WHAT IS BEING ASKED:
Check each line of the material, and show the ones that include the word "boom".
*** Block opens ***
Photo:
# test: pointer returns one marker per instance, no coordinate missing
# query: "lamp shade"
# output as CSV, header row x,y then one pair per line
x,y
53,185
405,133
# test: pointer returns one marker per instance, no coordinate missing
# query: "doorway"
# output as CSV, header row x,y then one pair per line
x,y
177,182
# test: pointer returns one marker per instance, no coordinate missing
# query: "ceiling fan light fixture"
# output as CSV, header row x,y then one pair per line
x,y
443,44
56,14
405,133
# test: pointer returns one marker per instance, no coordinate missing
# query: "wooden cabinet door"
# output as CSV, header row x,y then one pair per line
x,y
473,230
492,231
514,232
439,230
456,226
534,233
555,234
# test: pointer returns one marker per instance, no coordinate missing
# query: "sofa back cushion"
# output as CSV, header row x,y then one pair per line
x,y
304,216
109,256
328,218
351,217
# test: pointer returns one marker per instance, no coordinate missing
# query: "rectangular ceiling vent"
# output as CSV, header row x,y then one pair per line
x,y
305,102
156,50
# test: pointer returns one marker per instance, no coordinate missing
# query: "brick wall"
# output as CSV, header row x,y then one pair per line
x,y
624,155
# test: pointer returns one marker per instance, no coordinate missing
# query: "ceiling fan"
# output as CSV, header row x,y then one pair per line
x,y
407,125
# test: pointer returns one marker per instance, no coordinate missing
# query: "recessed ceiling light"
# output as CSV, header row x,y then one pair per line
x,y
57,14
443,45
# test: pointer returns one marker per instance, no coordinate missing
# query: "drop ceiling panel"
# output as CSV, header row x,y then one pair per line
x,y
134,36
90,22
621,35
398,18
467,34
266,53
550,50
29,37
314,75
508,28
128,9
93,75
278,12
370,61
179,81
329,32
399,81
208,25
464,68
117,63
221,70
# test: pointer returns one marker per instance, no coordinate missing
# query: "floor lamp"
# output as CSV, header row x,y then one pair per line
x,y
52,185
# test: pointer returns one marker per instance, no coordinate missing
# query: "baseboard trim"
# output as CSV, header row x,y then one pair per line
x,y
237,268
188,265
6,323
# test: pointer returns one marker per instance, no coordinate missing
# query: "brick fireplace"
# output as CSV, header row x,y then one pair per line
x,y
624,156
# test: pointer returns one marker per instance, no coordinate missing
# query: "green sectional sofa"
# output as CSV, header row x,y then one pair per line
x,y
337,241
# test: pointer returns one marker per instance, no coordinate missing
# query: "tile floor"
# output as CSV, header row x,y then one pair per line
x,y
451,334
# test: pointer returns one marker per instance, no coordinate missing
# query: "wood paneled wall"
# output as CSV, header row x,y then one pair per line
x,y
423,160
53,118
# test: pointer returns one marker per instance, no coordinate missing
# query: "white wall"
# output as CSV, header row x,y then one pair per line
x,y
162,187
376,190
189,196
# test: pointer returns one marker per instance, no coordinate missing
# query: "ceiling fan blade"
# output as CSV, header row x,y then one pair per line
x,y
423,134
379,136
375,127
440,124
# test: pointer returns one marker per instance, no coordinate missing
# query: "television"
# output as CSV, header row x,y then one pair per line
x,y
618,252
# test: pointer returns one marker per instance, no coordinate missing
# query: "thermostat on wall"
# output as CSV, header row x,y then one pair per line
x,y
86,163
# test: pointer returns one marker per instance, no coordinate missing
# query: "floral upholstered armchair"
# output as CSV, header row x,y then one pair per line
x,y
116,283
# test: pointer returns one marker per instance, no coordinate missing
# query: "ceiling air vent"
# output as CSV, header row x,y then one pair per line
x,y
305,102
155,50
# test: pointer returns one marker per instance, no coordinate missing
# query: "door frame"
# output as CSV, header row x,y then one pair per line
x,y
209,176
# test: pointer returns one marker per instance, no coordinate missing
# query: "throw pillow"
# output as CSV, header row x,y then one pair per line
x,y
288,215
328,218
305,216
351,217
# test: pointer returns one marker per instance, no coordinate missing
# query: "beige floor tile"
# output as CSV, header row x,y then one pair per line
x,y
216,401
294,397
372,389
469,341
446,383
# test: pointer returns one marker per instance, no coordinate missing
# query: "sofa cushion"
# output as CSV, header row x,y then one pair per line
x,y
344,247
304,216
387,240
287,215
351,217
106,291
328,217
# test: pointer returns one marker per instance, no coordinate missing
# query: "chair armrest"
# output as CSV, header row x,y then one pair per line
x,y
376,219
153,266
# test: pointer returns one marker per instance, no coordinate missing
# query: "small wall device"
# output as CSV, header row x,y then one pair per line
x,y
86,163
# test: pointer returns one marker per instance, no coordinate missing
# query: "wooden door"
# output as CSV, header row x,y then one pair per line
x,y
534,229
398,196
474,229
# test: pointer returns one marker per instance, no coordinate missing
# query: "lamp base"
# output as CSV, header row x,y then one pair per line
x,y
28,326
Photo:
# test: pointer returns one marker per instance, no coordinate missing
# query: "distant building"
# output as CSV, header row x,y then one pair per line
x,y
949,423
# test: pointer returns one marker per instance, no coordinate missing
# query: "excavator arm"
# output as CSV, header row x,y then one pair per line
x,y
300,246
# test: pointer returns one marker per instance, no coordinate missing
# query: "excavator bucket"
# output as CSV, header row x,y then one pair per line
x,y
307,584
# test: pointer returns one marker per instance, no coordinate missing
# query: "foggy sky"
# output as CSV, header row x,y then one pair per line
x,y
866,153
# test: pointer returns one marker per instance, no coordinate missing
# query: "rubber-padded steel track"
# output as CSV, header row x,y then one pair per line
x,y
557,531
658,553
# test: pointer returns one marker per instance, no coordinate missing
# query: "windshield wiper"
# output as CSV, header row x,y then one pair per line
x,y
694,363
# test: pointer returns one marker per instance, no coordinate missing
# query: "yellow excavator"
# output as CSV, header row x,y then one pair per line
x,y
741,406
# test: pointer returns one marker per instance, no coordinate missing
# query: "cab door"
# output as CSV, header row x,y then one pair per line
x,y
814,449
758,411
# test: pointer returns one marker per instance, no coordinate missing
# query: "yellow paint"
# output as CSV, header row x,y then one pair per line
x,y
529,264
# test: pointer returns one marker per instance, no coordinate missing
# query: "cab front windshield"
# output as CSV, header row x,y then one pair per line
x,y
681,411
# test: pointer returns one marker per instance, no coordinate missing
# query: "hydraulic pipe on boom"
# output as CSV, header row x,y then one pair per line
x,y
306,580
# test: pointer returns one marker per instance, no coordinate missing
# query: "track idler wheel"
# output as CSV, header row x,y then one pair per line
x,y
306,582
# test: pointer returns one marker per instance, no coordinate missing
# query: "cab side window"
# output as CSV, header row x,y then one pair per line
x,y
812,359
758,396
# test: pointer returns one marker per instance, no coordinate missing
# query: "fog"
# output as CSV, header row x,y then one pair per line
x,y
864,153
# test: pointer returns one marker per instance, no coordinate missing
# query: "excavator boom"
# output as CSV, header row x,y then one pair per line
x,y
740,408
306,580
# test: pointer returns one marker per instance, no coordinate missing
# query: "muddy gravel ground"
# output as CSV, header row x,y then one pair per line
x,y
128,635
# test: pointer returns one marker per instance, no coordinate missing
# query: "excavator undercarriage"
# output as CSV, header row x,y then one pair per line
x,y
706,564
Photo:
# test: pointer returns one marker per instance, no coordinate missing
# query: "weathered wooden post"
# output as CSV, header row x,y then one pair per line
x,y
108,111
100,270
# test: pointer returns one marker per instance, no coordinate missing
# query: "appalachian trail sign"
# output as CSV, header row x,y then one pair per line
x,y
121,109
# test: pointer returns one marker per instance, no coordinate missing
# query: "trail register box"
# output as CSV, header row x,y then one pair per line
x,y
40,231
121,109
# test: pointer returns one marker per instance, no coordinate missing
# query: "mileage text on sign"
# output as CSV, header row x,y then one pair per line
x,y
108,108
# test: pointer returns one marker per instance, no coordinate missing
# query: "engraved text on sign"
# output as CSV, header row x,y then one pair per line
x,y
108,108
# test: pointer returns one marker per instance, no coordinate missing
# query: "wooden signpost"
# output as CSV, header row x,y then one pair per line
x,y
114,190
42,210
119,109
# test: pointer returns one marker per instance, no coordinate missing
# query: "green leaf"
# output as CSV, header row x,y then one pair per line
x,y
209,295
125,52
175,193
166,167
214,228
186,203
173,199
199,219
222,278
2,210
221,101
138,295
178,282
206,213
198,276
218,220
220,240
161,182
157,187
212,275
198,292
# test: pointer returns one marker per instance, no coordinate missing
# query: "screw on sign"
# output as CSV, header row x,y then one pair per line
*** Block closes ***
RESPONSE BOX:
# query: "hydraulic pipe on boom"
# query: "excavator boom"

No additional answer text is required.